Put the part that opens with the line containing "Return the mask of every instance of the burning" and closes with the line containing "467 301 L 418" into a Markdown table with the columns Row and Line, one row per line, skipping any blank lines.

━━━ DATA FOR PROCESSING

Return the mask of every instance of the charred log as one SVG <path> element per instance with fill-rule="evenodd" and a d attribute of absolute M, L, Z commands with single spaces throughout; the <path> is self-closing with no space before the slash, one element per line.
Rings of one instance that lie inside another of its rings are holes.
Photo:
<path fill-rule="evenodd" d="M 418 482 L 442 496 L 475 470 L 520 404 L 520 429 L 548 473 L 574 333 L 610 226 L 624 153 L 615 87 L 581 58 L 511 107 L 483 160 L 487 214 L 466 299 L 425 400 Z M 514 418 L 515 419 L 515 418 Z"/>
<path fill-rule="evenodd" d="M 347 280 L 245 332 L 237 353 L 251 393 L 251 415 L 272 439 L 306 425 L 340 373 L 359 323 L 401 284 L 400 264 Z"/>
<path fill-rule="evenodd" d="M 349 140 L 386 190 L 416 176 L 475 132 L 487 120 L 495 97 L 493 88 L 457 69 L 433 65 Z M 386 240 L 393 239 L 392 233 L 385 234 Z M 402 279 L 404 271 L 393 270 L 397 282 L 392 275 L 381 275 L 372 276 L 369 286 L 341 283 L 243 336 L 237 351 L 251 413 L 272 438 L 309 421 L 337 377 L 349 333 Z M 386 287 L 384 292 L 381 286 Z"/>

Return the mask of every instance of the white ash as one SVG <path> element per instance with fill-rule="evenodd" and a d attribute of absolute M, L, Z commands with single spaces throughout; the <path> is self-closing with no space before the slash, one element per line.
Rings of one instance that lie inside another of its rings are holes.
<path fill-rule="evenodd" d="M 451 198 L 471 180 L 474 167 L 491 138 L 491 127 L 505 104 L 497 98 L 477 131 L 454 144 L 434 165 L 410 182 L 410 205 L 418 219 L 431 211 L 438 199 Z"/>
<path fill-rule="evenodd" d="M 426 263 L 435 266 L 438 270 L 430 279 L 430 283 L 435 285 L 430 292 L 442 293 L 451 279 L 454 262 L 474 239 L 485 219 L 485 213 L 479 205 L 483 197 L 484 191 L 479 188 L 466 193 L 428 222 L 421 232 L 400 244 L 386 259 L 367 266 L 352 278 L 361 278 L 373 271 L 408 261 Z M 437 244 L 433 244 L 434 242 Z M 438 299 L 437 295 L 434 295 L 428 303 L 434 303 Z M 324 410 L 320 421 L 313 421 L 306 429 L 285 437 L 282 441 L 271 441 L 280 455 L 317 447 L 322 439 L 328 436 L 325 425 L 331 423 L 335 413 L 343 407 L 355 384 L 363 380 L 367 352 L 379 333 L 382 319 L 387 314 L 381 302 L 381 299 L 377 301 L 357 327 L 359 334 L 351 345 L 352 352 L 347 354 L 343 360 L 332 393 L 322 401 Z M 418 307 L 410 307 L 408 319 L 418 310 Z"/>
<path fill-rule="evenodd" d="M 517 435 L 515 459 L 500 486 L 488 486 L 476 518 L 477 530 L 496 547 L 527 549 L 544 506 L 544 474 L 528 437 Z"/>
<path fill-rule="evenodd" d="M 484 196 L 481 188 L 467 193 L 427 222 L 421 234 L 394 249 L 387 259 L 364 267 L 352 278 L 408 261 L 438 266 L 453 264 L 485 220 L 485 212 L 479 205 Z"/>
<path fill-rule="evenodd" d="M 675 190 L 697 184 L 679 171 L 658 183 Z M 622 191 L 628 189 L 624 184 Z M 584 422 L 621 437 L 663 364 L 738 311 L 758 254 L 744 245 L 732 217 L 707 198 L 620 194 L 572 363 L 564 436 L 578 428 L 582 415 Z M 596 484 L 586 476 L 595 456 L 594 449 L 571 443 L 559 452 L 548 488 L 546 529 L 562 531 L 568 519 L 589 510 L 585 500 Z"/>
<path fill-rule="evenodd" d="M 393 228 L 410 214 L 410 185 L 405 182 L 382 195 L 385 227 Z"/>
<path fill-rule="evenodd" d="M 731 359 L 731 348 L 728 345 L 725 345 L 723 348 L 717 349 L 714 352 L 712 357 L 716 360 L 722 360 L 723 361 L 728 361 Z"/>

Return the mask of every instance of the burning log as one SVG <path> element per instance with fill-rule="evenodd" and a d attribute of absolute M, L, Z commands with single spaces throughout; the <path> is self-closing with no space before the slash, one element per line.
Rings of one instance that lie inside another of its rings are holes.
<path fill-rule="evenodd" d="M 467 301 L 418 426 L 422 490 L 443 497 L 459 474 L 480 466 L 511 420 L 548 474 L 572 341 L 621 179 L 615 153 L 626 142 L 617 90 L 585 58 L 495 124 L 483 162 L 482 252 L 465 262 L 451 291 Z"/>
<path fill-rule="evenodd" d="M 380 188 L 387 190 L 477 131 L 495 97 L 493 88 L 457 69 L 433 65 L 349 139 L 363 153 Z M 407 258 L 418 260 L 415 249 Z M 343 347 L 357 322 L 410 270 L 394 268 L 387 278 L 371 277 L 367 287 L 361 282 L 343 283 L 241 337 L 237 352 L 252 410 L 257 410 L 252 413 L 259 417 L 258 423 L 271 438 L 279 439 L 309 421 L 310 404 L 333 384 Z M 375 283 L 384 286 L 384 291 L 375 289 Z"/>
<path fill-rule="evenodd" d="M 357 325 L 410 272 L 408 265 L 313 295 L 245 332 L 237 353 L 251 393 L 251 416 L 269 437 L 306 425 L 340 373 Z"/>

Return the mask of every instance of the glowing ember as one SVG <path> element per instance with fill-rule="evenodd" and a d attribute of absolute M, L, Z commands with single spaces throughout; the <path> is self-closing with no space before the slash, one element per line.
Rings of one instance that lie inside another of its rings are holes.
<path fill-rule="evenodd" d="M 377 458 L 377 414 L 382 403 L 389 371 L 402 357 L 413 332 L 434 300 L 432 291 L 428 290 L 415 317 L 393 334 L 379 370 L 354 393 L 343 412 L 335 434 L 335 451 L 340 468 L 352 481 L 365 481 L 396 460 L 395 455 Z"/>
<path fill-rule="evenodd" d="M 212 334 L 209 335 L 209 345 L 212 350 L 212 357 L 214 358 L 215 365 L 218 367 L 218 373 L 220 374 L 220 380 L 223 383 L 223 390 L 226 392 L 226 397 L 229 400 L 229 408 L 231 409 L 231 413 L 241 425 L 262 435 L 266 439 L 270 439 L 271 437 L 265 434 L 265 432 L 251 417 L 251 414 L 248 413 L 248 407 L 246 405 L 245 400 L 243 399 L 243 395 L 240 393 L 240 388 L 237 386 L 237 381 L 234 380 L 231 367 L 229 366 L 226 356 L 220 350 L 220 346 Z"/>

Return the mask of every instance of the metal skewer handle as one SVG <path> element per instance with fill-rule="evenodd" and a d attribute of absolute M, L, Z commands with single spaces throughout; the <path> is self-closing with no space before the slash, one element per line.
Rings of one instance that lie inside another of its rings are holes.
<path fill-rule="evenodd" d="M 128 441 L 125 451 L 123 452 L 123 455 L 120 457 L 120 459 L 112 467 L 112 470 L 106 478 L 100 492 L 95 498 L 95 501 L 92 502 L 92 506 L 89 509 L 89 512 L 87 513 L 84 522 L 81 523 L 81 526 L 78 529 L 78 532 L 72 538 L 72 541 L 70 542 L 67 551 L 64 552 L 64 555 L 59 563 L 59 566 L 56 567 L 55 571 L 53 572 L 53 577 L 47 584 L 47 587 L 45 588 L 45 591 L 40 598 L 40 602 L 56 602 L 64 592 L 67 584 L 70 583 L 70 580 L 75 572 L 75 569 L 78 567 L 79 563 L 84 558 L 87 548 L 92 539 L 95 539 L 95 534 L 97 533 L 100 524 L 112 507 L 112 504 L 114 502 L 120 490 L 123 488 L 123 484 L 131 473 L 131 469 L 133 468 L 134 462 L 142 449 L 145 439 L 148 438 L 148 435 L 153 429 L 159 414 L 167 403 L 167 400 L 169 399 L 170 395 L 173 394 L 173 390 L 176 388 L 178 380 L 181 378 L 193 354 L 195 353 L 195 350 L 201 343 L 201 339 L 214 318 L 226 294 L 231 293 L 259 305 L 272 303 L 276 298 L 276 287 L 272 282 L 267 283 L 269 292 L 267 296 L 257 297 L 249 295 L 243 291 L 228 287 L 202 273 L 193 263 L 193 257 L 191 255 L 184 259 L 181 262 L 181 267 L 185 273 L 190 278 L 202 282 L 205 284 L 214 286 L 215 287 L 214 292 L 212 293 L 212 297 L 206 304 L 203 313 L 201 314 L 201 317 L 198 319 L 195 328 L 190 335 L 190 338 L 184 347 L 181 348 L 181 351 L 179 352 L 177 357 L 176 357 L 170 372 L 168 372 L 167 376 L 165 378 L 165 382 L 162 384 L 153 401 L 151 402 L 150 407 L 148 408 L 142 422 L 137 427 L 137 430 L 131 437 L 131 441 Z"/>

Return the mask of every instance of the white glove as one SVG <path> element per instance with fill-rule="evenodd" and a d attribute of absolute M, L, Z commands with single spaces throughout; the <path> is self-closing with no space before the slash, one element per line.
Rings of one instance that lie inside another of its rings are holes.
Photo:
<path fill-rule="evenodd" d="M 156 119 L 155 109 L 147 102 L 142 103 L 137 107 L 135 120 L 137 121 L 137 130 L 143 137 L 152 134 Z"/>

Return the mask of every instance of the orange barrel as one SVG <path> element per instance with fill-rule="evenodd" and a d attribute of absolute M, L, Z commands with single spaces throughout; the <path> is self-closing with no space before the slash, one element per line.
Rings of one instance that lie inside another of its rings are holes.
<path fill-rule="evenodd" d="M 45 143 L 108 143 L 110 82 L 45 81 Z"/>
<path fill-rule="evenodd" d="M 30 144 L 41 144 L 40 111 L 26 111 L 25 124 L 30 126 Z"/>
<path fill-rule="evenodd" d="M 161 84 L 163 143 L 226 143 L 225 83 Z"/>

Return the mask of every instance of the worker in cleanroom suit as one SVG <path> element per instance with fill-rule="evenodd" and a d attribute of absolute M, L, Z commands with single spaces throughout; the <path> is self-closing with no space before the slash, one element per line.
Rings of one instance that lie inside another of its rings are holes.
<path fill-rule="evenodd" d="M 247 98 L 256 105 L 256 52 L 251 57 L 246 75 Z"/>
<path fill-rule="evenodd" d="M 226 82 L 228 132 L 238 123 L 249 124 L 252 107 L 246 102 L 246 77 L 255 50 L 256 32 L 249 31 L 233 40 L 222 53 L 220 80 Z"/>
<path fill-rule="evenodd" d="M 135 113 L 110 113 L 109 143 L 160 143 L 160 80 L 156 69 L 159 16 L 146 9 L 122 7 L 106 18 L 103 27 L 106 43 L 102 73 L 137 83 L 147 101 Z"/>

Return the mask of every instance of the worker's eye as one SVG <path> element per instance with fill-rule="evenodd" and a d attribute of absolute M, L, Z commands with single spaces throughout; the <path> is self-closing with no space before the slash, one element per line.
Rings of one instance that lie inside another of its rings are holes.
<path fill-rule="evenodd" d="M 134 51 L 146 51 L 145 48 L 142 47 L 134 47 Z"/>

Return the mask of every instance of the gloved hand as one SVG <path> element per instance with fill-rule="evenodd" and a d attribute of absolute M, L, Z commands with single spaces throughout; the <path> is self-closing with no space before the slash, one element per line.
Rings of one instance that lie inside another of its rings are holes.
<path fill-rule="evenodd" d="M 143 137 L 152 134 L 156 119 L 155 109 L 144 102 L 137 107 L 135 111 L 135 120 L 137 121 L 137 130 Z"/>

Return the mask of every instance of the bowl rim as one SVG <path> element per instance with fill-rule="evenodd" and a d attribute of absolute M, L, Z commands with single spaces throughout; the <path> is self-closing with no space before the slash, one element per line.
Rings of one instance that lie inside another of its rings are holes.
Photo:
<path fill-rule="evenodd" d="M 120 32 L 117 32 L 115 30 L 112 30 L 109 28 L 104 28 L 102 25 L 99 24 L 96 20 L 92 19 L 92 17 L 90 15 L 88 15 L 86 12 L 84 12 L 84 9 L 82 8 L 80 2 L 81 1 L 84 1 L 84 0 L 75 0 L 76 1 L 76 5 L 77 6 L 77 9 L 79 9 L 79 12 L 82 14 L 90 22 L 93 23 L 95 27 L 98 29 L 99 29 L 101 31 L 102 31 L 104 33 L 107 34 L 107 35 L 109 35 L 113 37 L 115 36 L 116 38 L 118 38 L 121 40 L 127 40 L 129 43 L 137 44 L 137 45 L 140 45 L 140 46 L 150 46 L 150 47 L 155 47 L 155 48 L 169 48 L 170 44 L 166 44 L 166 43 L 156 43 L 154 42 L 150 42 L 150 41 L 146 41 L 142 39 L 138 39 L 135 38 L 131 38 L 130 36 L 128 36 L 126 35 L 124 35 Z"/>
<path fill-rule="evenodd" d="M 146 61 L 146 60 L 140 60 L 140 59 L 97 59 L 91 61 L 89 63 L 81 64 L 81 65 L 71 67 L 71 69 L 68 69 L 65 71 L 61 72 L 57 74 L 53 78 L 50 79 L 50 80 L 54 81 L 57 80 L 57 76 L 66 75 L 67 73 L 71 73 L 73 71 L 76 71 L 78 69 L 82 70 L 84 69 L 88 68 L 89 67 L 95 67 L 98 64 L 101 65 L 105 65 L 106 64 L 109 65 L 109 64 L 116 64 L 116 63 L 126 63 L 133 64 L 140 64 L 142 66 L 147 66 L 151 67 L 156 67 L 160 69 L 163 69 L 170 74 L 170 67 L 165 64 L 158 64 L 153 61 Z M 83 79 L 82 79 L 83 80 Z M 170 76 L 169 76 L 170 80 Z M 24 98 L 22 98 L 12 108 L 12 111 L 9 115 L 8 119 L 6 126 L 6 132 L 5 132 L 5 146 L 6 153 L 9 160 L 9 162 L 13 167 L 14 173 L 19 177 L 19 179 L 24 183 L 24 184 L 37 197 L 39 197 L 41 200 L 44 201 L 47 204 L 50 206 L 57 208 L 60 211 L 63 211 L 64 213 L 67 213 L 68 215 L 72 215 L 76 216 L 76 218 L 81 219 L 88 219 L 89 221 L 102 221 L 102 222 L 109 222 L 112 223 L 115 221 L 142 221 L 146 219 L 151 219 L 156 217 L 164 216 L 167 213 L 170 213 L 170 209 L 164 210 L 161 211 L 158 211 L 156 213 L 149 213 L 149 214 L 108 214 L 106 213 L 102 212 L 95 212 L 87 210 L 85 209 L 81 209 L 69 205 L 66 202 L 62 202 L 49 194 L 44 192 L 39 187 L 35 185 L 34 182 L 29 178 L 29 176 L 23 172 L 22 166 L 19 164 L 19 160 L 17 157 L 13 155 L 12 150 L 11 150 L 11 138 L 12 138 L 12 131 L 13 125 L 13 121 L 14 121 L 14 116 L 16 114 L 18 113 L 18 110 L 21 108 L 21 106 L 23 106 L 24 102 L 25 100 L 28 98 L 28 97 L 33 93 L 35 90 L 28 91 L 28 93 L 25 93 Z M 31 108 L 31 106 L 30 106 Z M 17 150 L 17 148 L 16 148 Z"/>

━━━━━━

• [THE RESPONSE]
| Row | Line |
|---|---|
| 1 | Return the mask of every instance of the burning log as one SVG <path> element per instance with fill-rule="evenodd" and a d attribute of absolute M, L, Z commands with single spaces throughout; the <path> is self-closing with no space before the slash, one element per line. |
| 2 | Rings of one instance that lie inside another of its rings are holes. |
| 3 | <path fill-rule="evenodd" d="M 467 301 L 418 426 L 422 490 L 443 497 L 459 474 L 480 466 L 511 420 L 548 474 L 572 341 L 621 179 L 615 153 L 626 142 L 617 90 L 585 58 L 495 124 L 483 162 L 482 252 L 465 262 L 451 291 Z"/> |